In the most powerful moment of Matthew Akers' Marina Abramovic: The Artist Is Present, a kid walks away from a sitting with performance artist Marina Abramovic and looks traumatized. Frightened, his mother asks, "What's wrong!?" and when she realizes he just had a transformative experience, she begins to cry. It's pride she's showing, and it scares her son out of his momentary, possibly transcendental stupor. Should he have been protected from all that? Is that a reasonable question?

On the list of credible professions, "performance artist" ranks just beneath "ponzi schemer" and "tent revival minister," and that's part of director Matthew Akers' agenda bringing the work of Marina Abramovic to screen.

As part of a massive retrospective launched by the Museum of Modern Art in New York City in 2011, Abramovic hired a few dozen up-and-coming artists to act as surrogates of her in restagings of her previous works so she could be in the centerpiece-"The Artist Is Present." As if she's absorbing and denouncing suggestions of her own fraudulence, Abramovic sat in the MOMA space to lead guests in something as much a mystery to her as to onlookers.

How do you represent that? Matthew Akers suggests, maybe you don't need to represent it-maybe getting at truth means approximating it.

 

A woman with long dark hair, wearing a long sleeve, floor length navy dress, sits in a chair at a table staring at a man sitting in a chair holding a camera
Matthew Akers filming Marina Abramovic for Marina Abramovic: The Artist Is Present. Photo: David Smoler/Courtesy of HBO

Documentary: How did you strike a balance between capturing the moment and representing it?

:::

- WRITTEN TASK: According to the passage about the Abramovic documentary, which institution launched the 2011 retrospective?

- STORED DATA:
:::

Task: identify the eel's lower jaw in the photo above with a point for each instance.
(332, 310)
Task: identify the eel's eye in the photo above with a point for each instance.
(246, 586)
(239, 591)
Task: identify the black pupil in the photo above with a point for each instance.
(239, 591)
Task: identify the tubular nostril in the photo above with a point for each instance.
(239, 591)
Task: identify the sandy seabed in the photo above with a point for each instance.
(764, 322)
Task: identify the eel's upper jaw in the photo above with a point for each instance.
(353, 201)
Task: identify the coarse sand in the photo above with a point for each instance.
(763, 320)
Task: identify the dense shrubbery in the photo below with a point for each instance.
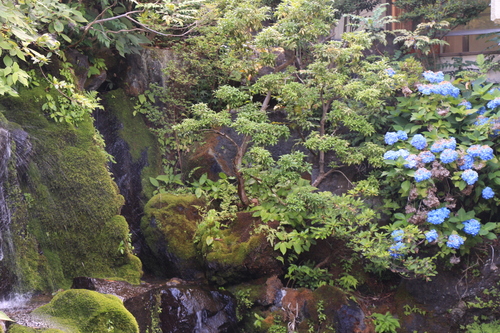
(442, 163)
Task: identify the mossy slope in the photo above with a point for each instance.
(169, 225)
(66, 206)
(84, 311)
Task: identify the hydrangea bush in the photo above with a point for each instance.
(441, 158)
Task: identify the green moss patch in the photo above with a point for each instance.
(66, 206)
(136, 134)
(86, 311)
(170, 222)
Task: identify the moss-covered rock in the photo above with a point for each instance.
(86, 311)
(23, 329)
(169, 225)
(65, 204)
(141, 143)
(238, 254)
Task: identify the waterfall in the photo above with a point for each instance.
(5, 153)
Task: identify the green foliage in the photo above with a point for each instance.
(385, 323)
(70, 105)
(442, 117)
(30, 32)
(244, 303)
(308, 276)
(88, 311)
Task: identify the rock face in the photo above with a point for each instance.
(86, 311)
(169, 225)
(146, 68)
(192, 309)
(453, 298)
(238, 253)
(63, 204)
(174, 307)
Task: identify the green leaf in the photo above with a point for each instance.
(154, 182)
(164, 178)
(58, 26)
(7, 61)
(406, 186)
(4, 317)
(65, 37)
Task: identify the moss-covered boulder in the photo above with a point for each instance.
(237, 253)
(23, 329)
(169, 225)
(64, 203)
(86, 311)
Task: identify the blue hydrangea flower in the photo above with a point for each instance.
(470, 176)
(466, 162)
(450, 143)
(494, 103)
(443, 144)
(419, 141)
(486, 153)
(391, 155)
(395, 249)
(472, 227)
(437, 216)
(403, 153)
(425, 89)
(431, 235)
(467, 104)
(411, 161)
(433, 77)
(402, 135)
(492, 90)
(391, 138)
(487, 193)
(482, 110)
(397, 235)
(474, 150)
(426, 157)
(448, 156)
(444, 88)
(481, 120)
(422, 174)
(455, 241)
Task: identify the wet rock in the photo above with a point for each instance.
(191, 309)
(174, 306)
(146, 68)
(238, 254)
(169, 225)
(350, 318)
(80, 64)
(95, 81)
(447, 299)
(79, 310)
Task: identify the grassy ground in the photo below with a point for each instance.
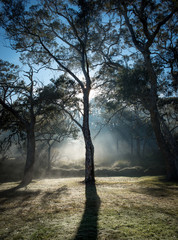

:::

- EXPECTED ANSWER: The Museum of Modern Art in New York City.